→ Request: Repeat the data starting at the line that contains "Thank you for the photo. Could you please identify the shoelace" and running through the end of the data, substituting "mark a point" for "place a point" and leaving everything else unchanged.

→ Data provided:
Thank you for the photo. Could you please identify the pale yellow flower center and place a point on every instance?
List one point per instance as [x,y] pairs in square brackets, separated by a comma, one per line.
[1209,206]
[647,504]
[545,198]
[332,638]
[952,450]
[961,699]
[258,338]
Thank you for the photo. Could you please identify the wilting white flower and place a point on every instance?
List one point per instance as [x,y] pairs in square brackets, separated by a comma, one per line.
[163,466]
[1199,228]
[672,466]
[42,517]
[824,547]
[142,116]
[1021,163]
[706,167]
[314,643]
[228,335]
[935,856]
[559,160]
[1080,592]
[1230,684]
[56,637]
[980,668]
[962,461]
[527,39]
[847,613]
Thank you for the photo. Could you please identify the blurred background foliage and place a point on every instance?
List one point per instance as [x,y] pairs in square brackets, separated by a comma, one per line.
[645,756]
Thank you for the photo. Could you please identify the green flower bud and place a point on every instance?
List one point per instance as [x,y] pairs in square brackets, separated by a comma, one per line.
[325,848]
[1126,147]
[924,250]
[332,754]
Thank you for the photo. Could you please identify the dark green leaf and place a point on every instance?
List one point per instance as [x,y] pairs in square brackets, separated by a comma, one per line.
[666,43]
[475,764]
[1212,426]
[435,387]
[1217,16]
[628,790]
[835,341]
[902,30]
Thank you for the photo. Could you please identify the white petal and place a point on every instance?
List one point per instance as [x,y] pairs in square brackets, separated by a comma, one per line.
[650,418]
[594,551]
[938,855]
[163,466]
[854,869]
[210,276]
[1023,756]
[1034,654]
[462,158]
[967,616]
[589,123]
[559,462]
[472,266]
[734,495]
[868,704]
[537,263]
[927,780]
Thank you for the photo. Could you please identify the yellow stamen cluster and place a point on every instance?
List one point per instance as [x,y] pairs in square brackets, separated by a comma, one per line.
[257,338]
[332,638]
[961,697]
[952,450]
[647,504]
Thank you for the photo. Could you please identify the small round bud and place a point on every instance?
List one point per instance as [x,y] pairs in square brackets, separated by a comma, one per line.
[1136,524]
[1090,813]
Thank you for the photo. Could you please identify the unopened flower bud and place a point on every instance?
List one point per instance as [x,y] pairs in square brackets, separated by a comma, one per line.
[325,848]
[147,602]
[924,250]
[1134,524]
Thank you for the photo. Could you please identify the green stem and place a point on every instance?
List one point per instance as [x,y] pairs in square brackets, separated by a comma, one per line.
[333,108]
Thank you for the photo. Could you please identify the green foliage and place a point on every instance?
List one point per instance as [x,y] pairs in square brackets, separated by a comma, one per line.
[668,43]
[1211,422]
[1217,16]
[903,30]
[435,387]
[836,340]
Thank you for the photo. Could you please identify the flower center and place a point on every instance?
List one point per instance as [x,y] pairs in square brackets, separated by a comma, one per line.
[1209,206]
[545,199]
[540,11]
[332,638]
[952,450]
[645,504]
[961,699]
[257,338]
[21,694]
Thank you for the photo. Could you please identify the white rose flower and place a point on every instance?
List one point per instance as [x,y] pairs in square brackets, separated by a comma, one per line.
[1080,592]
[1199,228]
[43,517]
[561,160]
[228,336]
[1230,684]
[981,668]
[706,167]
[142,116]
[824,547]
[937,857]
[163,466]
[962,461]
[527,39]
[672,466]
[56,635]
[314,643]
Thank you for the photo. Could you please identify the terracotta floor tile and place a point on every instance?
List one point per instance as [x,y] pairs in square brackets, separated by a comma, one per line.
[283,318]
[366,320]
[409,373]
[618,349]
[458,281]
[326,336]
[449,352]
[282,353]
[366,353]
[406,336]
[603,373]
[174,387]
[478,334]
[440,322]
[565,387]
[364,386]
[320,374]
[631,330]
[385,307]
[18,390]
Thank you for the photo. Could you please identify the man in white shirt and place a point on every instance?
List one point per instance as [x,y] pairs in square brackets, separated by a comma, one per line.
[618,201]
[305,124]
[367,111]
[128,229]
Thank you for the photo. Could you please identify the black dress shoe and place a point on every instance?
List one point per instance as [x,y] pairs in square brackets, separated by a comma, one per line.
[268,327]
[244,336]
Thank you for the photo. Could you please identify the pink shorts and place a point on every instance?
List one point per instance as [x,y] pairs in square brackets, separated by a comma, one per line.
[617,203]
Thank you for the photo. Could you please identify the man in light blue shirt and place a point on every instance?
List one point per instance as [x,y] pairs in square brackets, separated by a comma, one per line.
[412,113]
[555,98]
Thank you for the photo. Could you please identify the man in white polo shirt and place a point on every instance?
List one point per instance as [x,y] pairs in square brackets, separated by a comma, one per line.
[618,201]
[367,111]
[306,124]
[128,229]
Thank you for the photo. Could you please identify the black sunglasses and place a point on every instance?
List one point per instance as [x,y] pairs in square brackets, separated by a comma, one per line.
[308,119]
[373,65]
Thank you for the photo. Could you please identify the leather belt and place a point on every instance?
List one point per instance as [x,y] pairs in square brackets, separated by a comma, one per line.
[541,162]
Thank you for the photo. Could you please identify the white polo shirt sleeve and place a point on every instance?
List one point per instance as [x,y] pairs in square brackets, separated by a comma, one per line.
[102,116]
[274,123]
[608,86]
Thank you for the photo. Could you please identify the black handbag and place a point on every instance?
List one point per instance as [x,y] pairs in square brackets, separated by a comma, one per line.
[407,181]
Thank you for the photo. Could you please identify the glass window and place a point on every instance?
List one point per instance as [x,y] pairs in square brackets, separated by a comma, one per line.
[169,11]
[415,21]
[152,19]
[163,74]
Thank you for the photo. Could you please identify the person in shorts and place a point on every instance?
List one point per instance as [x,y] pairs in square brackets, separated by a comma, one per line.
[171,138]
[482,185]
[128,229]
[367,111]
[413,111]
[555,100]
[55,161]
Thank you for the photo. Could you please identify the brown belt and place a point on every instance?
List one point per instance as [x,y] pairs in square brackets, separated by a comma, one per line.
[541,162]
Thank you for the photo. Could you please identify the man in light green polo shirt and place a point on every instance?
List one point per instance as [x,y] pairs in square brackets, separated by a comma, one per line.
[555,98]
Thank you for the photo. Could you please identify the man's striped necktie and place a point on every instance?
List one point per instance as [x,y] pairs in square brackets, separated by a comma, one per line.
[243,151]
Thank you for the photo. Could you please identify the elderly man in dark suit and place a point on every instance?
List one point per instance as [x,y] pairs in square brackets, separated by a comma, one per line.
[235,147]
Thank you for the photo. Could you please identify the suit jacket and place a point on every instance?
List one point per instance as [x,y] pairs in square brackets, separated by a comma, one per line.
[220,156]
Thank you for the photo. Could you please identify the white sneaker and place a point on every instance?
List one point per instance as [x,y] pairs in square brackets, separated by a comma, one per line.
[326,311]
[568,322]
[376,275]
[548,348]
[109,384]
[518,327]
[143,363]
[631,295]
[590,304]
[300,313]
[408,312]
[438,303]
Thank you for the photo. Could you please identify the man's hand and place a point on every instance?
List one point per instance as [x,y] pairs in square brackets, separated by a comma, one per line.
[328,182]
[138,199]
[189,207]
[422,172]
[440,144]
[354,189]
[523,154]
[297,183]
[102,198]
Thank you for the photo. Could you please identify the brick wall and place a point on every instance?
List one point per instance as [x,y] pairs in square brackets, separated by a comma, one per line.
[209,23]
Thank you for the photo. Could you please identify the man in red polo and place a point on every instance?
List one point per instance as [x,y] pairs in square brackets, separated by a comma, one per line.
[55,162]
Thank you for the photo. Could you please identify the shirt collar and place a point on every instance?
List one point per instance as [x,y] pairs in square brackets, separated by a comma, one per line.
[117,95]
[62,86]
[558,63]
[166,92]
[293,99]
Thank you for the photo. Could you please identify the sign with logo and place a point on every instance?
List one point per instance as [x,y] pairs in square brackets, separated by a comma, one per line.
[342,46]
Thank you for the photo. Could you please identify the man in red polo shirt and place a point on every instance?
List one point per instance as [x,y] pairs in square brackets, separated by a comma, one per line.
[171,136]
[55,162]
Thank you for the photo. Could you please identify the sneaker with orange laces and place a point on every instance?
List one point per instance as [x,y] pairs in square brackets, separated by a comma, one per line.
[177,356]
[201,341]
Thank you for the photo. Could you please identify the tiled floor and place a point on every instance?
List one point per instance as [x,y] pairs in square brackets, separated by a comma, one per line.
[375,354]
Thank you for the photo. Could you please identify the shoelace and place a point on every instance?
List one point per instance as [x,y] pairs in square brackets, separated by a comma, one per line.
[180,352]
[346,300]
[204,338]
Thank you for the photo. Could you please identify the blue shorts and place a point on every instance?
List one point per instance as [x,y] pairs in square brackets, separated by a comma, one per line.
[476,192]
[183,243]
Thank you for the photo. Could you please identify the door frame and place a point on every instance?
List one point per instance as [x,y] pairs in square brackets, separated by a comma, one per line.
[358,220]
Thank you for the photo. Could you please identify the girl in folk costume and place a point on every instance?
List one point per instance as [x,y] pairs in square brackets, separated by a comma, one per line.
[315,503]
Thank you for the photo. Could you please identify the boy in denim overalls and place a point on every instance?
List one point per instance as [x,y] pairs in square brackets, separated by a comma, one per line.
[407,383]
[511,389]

→ Correct response:
Thank you for the photo. Could you please identify the shoelace and mark a point on every instance?
List one point per instance as [x,y] pairs in square brackets, separated by a comma, one per line.
[180,352]
[346,300]
[204,338]
Thank you for the photo. Could you please identify the blue shorts and mark a point on every instance?
List one point per instance as [x,y] pairs in square brackets, separated by a comma, one per line.
[476,192]
[183,243]
Thank you for the photo. Could you please identify the door frame and mark a point on every instance?
List one point per instance as [x,y] pairs in square brackets, separated by a comma, one per line.
[358,220]
Thank you for the photo. Could you please identify the girl in folk costume and mark a point on every instance?
List one point per instance as [x,y] pairs in square brackets, separated by a comma, one per line.
[315,503]
Thank you for the photo. Could you please identify the boy in denim overalls and mark a point on every instance?
List one point per instance as [x,y] pairs in square brackets, separated by a comma, one per line.
[407,383]
[511,389]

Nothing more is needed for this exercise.